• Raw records
## Begin
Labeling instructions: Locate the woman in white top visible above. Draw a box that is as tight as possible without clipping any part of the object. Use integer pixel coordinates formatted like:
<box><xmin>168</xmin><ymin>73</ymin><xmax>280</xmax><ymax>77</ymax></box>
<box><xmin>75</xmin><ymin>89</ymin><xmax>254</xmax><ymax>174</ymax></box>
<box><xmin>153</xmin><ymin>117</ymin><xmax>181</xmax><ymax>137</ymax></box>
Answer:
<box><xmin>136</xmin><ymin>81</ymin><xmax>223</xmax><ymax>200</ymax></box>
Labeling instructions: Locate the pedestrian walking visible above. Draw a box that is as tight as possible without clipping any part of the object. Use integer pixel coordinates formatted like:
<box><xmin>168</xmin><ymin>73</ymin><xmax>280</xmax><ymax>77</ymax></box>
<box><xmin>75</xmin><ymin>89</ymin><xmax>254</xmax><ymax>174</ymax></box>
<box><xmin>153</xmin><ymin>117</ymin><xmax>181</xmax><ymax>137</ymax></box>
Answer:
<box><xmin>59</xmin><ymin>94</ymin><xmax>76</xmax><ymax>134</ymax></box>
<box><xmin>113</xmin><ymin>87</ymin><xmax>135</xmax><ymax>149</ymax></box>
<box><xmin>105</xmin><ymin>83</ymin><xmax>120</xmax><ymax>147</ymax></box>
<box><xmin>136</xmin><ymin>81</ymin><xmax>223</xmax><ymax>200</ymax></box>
## End
## Begin
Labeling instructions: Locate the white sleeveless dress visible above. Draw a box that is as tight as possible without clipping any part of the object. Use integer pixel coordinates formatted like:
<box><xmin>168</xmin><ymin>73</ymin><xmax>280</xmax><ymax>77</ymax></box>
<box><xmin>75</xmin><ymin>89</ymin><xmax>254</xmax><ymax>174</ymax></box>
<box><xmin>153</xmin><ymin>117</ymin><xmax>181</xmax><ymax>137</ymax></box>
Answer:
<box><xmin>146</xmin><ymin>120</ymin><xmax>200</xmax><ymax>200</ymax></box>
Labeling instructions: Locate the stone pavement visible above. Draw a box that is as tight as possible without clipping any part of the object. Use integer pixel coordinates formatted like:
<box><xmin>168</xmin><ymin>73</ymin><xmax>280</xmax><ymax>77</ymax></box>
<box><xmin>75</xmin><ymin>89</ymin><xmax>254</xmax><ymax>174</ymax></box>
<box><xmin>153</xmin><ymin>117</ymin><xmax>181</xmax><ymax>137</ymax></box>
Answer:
## End
## Begin
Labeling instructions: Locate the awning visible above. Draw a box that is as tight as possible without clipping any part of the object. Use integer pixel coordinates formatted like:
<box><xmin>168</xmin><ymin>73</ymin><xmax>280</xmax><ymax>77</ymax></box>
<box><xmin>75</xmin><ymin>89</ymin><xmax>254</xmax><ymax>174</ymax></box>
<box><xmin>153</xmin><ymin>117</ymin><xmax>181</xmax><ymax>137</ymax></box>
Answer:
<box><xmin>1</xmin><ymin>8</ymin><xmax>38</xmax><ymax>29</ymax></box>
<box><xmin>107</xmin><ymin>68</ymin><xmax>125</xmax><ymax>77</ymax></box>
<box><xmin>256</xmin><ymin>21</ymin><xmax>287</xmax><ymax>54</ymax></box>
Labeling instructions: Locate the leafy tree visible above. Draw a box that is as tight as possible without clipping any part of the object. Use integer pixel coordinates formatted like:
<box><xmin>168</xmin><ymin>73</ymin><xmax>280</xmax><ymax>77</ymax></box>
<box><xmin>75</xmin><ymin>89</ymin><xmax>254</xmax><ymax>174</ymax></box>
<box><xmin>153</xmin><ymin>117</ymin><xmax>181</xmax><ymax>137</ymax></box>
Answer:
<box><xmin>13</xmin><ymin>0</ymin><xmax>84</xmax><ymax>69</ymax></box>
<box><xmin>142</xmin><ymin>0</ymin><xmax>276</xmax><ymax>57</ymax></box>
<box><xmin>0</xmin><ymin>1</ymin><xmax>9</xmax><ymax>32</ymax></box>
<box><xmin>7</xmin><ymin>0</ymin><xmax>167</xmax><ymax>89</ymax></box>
## End
• EXERCISE OBJECTIVE
Pick out each line of the records above that contains the word "Locate" and copy those lines.

• REPLY TO THE EXERCISE
Labeling instructions: Locate the woman in white top visible above. Draw a box that is as tight as possible without clipping any part of the object. Use integer pixel coordinates formatted like:
Labeling instructions: Locate the pedestrian walking visible above. Draw a box that is as tight as possible without clipping any part of the object. Use integer pixel coordinates formatted like:
Labeling instructions: Locate the white sleeveless dress visible above. Draw a box that is as tight as possible without clipping any part of the object. Use integer pixel coordinates formatted like:
Labeling instructions: Locate the stone pavement visible above. Draw a box that is as tight as possible without clipping any part of the object. Use integer pixel coordinates formatted like:
Labeling instructions: Locate the awning visible above. Draw a box that is as tight as possible without clipping any part of the object. Use integer pixel coordinates formatted like:
Labeling instructions: Locate the leafy tree visible above. Draw a box that is as tight as possible without clipping any part of the object. Use integer pixel coordinates formatted like:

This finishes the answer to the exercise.